• _What is being asked_
Give only the number of lines in the material below that contain the string "pointer".

• _Stored data_
[BEGIN]
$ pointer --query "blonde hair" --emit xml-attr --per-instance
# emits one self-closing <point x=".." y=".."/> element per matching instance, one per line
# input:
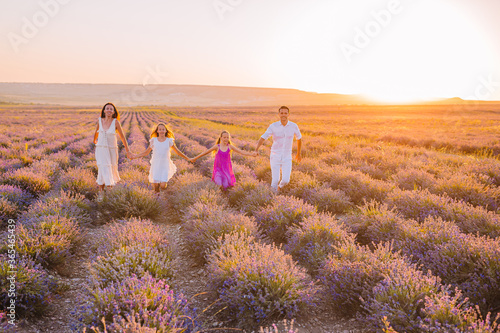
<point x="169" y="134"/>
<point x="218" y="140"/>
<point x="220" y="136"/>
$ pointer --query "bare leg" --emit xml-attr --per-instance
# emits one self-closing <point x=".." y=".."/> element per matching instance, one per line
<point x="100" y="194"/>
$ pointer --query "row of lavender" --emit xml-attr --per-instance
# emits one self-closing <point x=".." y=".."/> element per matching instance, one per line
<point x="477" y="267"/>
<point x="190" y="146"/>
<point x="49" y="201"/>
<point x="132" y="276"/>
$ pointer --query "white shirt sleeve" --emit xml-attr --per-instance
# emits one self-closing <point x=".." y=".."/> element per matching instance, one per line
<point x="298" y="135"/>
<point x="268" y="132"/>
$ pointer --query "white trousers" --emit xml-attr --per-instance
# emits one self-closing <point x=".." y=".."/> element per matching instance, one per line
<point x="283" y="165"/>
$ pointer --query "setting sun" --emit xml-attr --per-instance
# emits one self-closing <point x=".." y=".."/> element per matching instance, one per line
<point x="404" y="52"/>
[END]
[BEGIN]
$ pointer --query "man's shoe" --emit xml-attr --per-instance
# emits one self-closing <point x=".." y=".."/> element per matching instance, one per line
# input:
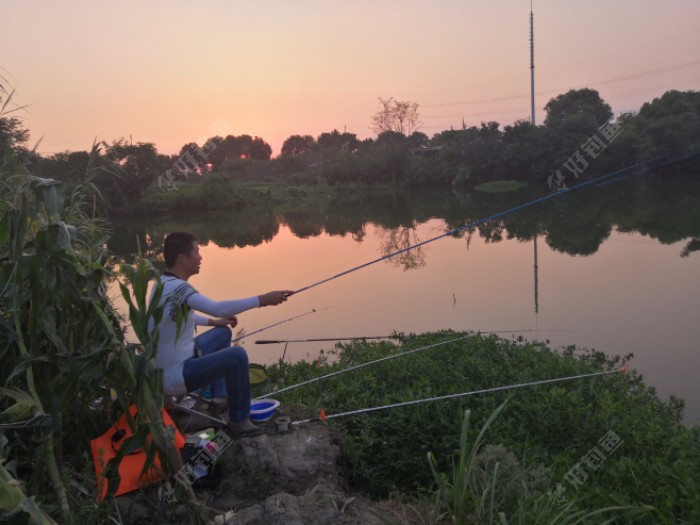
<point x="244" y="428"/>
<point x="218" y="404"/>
[END]
• _Exercise response_
7